**Records to use:**
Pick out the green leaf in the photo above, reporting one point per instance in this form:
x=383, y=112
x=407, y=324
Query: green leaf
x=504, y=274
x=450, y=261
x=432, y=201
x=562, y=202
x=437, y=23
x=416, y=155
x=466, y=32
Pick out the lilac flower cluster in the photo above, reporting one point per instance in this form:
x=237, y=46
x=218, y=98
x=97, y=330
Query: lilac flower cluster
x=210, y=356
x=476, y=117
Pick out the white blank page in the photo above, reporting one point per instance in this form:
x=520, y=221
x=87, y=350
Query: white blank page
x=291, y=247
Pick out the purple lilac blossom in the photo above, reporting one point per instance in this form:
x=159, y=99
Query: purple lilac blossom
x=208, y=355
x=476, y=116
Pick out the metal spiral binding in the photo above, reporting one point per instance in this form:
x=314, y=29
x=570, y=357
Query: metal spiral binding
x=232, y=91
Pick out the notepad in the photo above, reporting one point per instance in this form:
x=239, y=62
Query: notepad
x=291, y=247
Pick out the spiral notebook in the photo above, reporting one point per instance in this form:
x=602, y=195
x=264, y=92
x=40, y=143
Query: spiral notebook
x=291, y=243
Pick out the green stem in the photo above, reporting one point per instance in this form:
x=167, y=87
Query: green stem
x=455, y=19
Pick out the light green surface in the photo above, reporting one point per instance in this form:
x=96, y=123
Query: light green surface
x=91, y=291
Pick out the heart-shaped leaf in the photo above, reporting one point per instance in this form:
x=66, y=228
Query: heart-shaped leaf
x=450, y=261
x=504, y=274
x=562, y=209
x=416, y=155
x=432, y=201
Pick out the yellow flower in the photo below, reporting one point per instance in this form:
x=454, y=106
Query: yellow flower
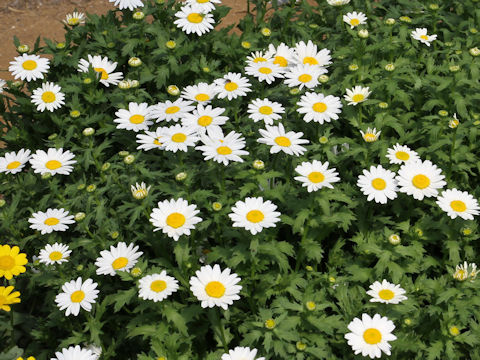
x=7, y=297
x=11, y=261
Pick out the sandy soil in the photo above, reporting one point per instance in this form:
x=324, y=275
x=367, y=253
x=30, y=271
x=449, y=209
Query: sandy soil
x=28, y=19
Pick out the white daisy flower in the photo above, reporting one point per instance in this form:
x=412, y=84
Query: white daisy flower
x=254, y=214
x=315, y=175
x=354, y=19
x=52, y=220
x=378, y=184
x=214, y=287
x=241, y=353
x=265, y=71
x=75, y=18
x=171, y=111
x=151, y=140
x=357, y=95
x=370, y=336
x=179, y=138
x=458, y=203
x=119, y=258
x=76, y=294
x=266, y=110
x=48, y=97
x=2, y=85
x=157, y=287
x=370, y=135
x=54, y=254
x=204, y=118
x=74, y=353
x=202, y=93
x=205, y=5
x=103, y=67
x=258, y=57
x=308, y=54
x=400, y=154
x=319, y=108
x=12, y=162
x=29, y=67
x=175, y=217
x=303, y=75
x=137, y=117
x=232, y=86
x=386, y=293
x=140, y=191
x=279, y=140
x=282, y=55
x=223, y=149
x=127, y=4
x=194, y=19
x=420, y=179
x=54, y=161
x=421, y=35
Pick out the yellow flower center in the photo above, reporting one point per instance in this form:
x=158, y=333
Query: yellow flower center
x=458, y=206
x=310, y=60
x=120, y=263
x=255, y=216
x=402, y=155
x=386, y=294
x=420, y=181
x=372, y=336
x=281, y=61
x=283, y=141
x=48, y=97
x=103, y=71
x=55, y=255
x=358, y=97
x=14, y=165
x=172, y=110
x=53, y=164
x=204, y=120
x=319, y=107
x=77, y=296
x=265, y=110
x=195, y=18
x=215, y=289
x=202, y=97
x=231, y=86
x=224, y=150
x=305, y=78
x=51, y=221
x=316, y=177
x=179, y=137
x=354, y=22
x=379, y=184
x=158, y=285
x=175, y=220
x=7, y=262
x=137, y=119
x=29, y=65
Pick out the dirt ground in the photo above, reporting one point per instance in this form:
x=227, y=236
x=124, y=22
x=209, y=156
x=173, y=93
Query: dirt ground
x=28, y=19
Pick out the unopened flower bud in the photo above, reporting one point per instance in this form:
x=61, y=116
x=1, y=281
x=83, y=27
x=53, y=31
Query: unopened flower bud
x=88, y=131
x=129, y=159
x=134, y=62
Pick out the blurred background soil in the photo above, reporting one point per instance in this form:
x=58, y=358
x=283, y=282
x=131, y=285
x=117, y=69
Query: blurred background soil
x=28, y=19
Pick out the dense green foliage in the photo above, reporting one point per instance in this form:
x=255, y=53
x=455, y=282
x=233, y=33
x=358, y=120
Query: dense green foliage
x=329, y=246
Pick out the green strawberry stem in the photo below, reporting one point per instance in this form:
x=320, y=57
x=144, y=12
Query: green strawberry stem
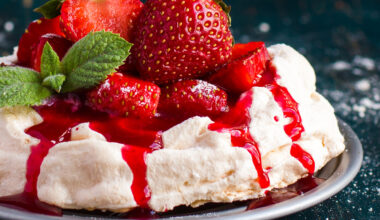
x=226, y=8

**Your instructions:** Give back the listing word for word, minus its images.

**Written response:**
Pick out the green leaf in the photo above, reporting one point per instance in this form:
x=383, y=112
x=407, y=324
Query: green leaf
x=504, y=274
x=450, y=261
x=432, y=201
x=562, y=202
x=437, y=23
x=416, y=155
x=466, y=32
Pick out the lilac flower cluster in the photo above, reporting one point per instance in this form:
x=237, y=46
x=218, y=98
x=97, y=330
Query: lilac flower cluster
x=210, y=356
x=476, y=117
Pick out the white blank page in the photo above, reporting one point per instance in this form:
x=520, y=221
x=87, y=350
Query: white blank page
x=291, y=247
Pick out the purple lilac blossom in the photo above, reporting one point per instance in this form:
x=159, y=99
Query: purple lilac blossom
x=208, y=355
x=476, y=116
Pick out the metal spiral binding in the photo above, reporting one point per instance in this form:
x=314, y=29
x=570, y=357
Query: metal spiral binding
x=232, y=91
Pick out the notepad in the photo above, reporting one point per instance in this form:
x=239, y=62
Query: notepad
x=291, y=247
Pick out the spiral notebook in the photo above, reporting one point per instance in this form:
x=602, y=195
x=264, y=92
x=40, y=143
Query: spiral notebook
x=291, y=243
Pick out the green stem in the photo above, reporting one point per instance in this form:
x=167, y=87
Query: green stem
x=455, y=19
Pick out the light green surface in the photo above, reporting one point per instance in this form:
x=96, y=123
Query: light green surface
x=91, y=291
Pick out the heart-shaped leaf in the photo above, reporting one point per instance in this form:
x=66, y=228
Query: heart-shaped leaf
x=450, y=261
x=504, y=274
x=562, y=209
x=416, y=155
x=432, y=201
Pick out the yellow flower in the photo below, reporting one point per instance in this form:
x=454, y=106
Query: yellow flower
x=7, y=297
x=11, y=261
Pick out the sandy soil in the photo above, reporting one point per instance in this form:
x=324, y=275
x=367, y=253
x=30, y=271
x=449, y=209
Query: sandy soil
x=28, y=19
Pick out the white daisy flower in the photo above, reporting one point per instance in this form:
x=412, y=84
Query: white daisy flower
x=254, y=214
x=315, y=175
x=354, y=19
x=52, y=220
x=378, y=184
x=214, y=287
x=241, y=353
x=265, y=71
x=75, y=18
x=171, y=111
x=151, y=140
x=357, y=95
x=370, y=336
x=179, y=138
x=458, y=203
x=119, y=258
x=76, y=294
x=266, y=110
x=48, y=97
x=2, y=85
x=157, y=287
x=370, y=135
x=54, y=254
x=204, y=118
x=74, y=353
x=202, y=93
x=205, y=5
x=103, y=67
x=258, y=57
x=308, y=54
x=400, y=154
x=319, y=108
x=12, y=162
x=29, y=67
x=175, y=217
x=303, y=75
x=137, y=117
x=232, y=86
x=386, y=293
x=140, y=191
x=279, y=140
x=282, y=55
x=223, y=149
x=127, y=4
x=194, y=19
x=420, y=179
x=54, y=161
x=421, y=35
Pick out the yellow flower center in the photo above, reporting one point per instance in this form:
x=158, y=333
Query: yellow flower center
x=458, y=206
x=310, y=60
x=120, y=263
x=255, y=216
x=402, y=155
x=386, y=294
x=420, y=181
x=372, y=336
x=281, y=61
x=283, y=141
x=48, y=97
x=103, y=71
x=55, y=255
x=358, y=97
x=14, y=165
x=172, y=110
x=53, y=164
x=204, y=120
x=319, y=107
x=77, y=296
x=265, y=110
x=195, y=18
x=215, y=289
x=202, y=97
x=231, y=86
x=224, y=150
x=305, y=78
x=51, y=221
x=316, y=177
x=179, y=137
x=354, y=22
x=379, y=184
x=158, y=285
x=175, y=220
x=7, y=262
x=137, y=119
x=29, y=65
Pick out the dirt ground in the photo above, reporting one point per instance in this form:
x=227, y=236
x=124, y=22
x=209, y=156
x=173, y=93
Query: dirt ground
x=28, y=19
Pick out the unopened flower bud in the photo above, reporting one point per instance in this form:
x=61, y=116
x=1, y=281
x=83, y=27
x=53, y=31
Query: unopened flower bud
x=88, y=131
x=129, y=159
x=134, y=62
Pick out the blurred background soil in the photo above, reporting one point per instance in this form:
x=58, y=358
x=283, y=282
x=131, y=285
x=117, y=69
Query: blurred background soil
x=28, y=19
Pick out the dense green foliage in the photo above, reporting one point per instance in this form:
x=255, y=53
x=455, y=282
x=233, y=33
x=358, y=120
Query: dense green foliage
x=329, y=246
Pick out the green strawberry stem in the photo below, reporting one point per instance in this form:
x=320, y=57
x=144, y=12
Query: green strawberry stem
x=226, y=8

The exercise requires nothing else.